** Selected extract **
◆ ◆ ◆ ◆ ◆ ◆ ◆

Configuring Basic 4G LTE Connectivity on the Cisco 819 Router
I've recently had the mixed fortune to have set up a couple of Cisco routers for 3G and 4G data services. It turns out to be surprisingly simple, although I found myself having to flit around between a handful of different documents to work out how to get it working. Luckily I was sat next to someone who previously worked in one of the NL's biggest mobile carriers while I was working on it, which saved me a bit of head scratching at times.
As a little bonus I had two different devices to work on - the first being an old Cisco 1841 router with a 3G WIC installed, the second being a Cisco 819 (4G LTE model). As it turns out the concepts are pretty similar but the syntax is moderately different between the two platforms, so in time I'll write up the process for each. This post and its accompanying video will explain the 4G version.
While there are a few mobile-specific pieces of configuration, anyone who has previously worked on ISDN, async modems or ADSL on Cisco routers will probably find a lot of familiar concepts. Here are the main elements of a 3G / 4G configuration:
This is where the APN address and authentication mode are configured. These are saved to the modem's NVRAM as soon as they are applied. Here's an example of how to set a cellular profile on the two different platforms:
- Router#cell 0 lte profile create 1 KPN4G.nl none
- PDP Type = IPv4
- Access Point Name (APN) =
- Username =
- Password =
- Authentication = NONE
- Profile 1 already exists with above parameters. Do you want to overwrite? [confirm]
- Profile 1 will be overwritten with the following values:
- PDP type = IPv4
- APN = KPN4G.nl
- Username =
- Password =
- Authentication = NONE
- Are you sure? [confirm]
- Profile 1 written to modem
Note that this example is for three, a NL mobile carrier which is interesting because the APN uses no authentication. I found during my testing that an 819 router running IOS 15.2 does not have the option to use authentication type "none". Under 15.3 the option is there and works fine - luckily I had another 819 with 15.3 installed which worked and so a) I knew that's what the problem was and b) I could copy the image across!

◆ ◆ ◆ ◆ ◆ ◆ ◆

** Problem to solve **
In the post on 4G LTE setup for the Cisco 819, where are the APN address and authentication mode saved once they are applied?

◆ ◆ ◆ ◆ ◆ ◆ ◆

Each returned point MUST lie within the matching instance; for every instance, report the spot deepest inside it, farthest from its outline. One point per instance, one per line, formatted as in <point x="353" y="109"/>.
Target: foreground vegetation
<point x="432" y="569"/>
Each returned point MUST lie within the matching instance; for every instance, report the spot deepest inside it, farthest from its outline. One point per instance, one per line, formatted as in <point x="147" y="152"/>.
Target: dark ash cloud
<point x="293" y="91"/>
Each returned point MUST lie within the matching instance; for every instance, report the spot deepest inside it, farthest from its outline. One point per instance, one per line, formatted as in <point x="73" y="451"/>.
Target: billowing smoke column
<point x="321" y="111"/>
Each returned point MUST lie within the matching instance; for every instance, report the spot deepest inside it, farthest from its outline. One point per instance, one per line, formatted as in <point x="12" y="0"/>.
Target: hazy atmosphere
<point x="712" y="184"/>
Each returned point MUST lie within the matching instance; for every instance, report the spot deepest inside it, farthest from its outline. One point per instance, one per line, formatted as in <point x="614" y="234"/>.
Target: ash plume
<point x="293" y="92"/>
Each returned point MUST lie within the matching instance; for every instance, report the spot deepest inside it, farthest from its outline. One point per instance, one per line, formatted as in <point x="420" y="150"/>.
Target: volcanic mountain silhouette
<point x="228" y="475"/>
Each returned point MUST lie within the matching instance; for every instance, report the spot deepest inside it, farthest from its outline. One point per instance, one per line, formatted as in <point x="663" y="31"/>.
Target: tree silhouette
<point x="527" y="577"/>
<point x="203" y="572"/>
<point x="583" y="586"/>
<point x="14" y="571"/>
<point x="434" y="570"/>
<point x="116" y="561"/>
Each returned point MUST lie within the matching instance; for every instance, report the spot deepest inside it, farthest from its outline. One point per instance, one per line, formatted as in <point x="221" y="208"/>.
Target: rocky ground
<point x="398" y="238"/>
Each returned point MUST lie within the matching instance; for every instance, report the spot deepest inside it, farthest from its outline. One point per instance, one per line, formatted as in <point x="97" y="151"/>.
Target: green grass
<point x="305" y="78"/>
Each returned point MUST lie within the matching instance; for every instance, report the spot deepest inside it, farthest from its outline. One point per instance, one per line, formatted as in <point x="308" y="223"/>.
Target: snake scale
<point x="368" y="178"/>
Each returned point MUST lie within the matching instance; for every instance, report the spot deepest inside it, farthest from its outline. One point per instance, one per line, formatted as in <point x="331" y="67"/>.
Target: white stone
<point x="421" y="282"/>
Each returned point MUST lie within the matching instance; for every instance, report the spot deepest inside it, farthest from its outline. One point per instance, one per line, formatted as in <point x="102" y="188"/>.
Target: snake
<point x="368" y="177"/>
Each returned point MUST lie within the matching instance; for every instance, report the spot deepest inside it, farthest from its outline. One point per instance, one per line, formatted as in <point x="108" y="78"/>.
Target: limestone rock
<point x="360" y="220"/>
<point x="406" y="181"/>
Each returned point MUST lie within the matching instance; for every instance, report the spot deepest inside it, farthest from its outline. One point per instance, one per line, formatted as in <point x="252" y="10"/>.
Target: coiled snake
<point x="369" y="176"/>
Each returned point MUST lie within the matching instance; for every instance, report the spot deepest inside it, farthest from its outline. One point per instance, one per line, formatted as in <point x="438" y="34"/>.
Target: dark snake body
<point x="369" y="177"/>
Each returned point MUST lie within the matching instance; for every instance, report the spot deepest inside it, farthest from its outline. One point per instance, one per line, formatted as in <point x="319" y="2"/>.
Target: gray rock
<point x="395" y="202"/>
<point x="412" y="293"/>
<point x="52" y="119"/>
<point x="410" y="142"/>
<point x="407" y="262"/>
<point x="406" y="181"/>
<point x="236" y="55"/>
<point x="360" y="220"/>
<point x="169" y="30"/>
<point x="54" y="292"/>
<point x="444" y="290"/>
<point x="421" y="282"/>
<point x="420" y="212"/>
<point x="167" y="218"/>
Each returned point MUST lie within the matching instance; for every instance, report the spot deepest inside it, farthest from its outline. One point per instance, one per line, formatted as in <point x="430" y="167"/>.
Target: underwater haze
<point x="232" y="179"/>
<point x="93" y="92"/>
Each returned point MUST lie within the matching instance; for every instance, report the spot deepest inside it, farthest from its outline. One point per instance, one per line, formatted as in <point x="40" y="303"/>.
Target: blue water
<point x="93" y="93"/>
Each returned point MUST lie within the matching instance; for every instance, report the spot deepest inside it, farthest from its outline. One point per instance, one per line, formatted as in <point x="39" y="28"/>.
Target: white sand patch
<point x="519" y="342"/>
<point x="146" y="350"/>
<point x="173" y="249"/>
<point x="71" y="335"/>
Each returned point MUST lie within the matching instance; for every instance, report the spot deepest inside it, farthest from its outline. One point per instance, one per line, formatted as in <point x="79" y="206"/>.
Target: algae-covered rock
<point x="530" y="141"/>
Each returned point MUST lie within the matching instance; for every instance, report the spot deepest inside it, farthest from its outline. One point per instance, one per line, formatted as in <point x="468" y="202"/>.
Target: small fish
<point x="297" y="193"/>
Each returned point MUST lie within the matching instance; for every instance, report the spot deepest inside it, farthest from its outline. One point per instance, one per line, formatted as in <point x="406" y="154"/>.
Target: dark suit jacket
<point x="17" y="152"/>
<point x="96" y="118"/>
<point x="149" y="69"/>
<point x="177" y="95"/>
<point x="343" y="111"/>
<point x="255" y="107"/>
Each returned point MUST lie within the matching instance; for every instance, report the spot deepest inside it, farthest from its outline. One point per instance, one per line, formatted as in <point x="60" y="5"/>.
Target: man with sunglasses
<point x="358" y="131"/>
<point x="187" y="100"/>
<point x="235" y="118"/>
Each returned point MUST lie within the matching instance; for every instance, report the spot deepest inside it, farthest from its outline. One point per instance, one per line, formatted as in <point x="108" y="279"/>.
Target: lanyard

◆ ◆ ◆ ◆ ◆ ◆ ◆

** Answer **
They are saved to the modem's NVRAM.